(Beginning of Listed records)

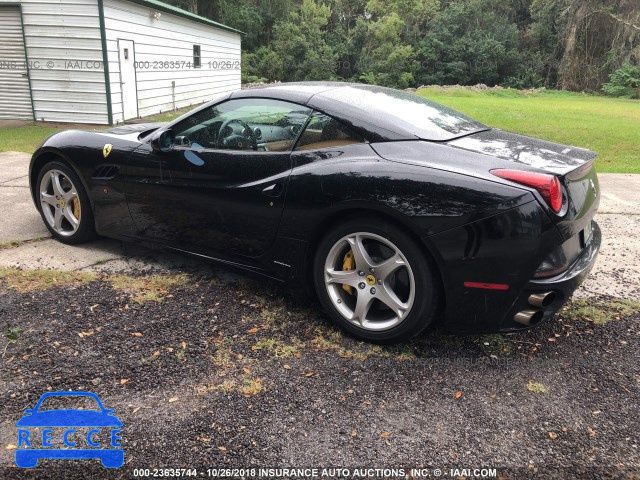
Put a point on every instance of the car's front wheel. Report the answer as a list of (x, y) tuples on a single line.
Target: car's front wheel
[(375, 282), (64, 204)]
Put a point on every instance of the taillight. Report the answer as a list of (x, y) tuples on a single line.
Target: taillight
[(547, 185)]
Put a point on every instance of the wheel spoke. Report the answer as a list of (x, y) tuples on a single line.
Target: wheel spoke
[(389, 266), (58, 191), (348, 277), (48, 199), (68, 214), (57, 219), (363, 303), (70, 195), (391, 300), (360, 255)]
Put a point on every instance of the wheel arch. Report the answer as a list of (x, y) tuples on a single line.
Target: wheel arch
[(46, 155), (343, 215)]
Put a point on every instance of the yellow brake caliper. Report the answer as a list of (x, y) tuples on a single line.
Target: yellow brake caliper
[(76, 208), (348, 264)]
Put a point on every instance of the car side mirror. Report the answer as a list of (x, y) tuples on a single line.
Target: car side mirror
[(163, 141)]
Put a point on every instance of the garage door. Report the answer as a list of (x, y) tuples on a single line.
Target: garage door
[(15, 96)]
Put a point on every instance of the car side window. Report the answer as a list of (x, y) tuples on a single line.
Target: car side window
[(256, 124), (324, 131)]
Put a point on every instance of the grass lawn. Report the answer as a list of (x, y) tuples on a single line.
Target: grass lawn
[(609, 126)]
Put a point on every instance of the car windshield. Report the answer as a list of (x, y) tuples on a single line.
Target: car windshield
[(64, 402), (423, 118)]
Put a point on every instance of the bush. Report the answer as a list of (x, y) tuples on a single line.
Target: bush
[(624, 82)]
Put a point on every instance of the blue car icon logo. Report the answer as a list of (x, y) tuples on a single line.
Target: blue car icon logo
[(72, 428)]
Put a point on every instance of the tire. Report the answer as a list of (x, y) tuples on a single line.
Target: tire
[(59, 202), (386, 249)]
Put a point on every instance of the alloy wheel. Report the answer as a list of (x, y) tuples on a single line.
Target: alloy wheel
[(60, 203), (369, 281)]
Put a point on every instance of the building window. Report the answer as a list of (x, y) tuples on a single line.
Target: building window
[(196, 57)]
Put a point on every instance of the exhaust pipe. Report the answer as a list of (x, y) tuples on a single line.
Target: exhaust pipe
[(528, 317), (542, 300)]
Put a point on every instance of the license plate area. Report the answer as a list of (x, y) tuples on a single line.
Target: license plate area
[(586, 234)]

(End of Listed records)

## What the exercise asks
Set down every record word for word and leave out the pictures.

## Task answer
Put a point on every instance of the car's front wheel. Report the answer as a list of (x, y) tuples on a single line.
Target: car's front wheel
[(375, 282), (64, 204)]
Put a point on every instance of the taillight. Report the answer as a list of (x, y) tuples on a single line.
Target: taillight
[(547, 185)]
Put a point on every instance of the wheel spoke. Report the answer as a list of (x, y) tuples on a single line.
Target: wheel spoke
[(389, 266), (58, 191), (348, 277), (48, 199), (68, 214), (57, 219), (363, 303), (70, 195), (391, 300), (360, 255)]
Put a point on every instance of the wheel arch. Report the answer as a list of (x, y) tuples on a single line.
Target: wheel arch
[(46, 155), (343, 215)]
Put a point on every instance of the yellow brake caliper. Report the answer as a list of (x, y) tuples on a single line.
Target: yellow brake caliper
[(76, 208), (348, 264)]
Put a point on every instance of the car side mirror. Report the answer as a list of (x, y) tuples on a single line.
Target: car side mirror
[(163, 141)]
Put a point on every instance of the garage door. Report the answer as a list of (x, y) tuples on a single line.
Target: garage door
[(15, 96)]
Put a point on every instance of the car side window. Report the answer as a list of (x, y) tuples on a single line.
Target: car side window
[(256, 124), (324, 131)]
Put a point on every instance of the grass lawn. Report the answer as a list of (x, y) tuples on a single line.
Target: grass lawn
[(609, 126)]
Put a point on every instance of the car windshield. Report the answer as a list of (x, y) tuples on a single line.
Target: car windshield
[(64, 402), (423, 118)]
Put a point on every instance of the bush. Report the answer as a list of (x, y) tuples on a single line.
Target: bush
[(624, 82)]
Put a point on every instance of the blue car icon logo. Report the answer as a list of (x, y) tuples on a single line.
Target: blue car icon logo
[(72, 428)]
Put a point on every instance of the tire. Report the answer as a list of (x, y) tuples on a single line.
Target: tire
[(59, 202), (386, 249)]
Put a point on every instance of the alloy wheel. Report the answer as a list of (x, y) tuples on a single line.
Target: alloy wheel
[(60, 203), (369, 281)]
Put a point on every instance of the building window. Report the answer as a list of (x, y) tuples on a single line.
Target: building window
[(196, 57)]
Put a point on every instance of the exhaust pipe. Report the answer as a list of (x, y) tuples on a single line.
Target: exhaust pipe
[(528, 317), (542, 300)]
Put a point on every instance of the license plate area. Report the answer as a list of (x, y) tuples on a single line.
Target: license plate area
[(586, 234)]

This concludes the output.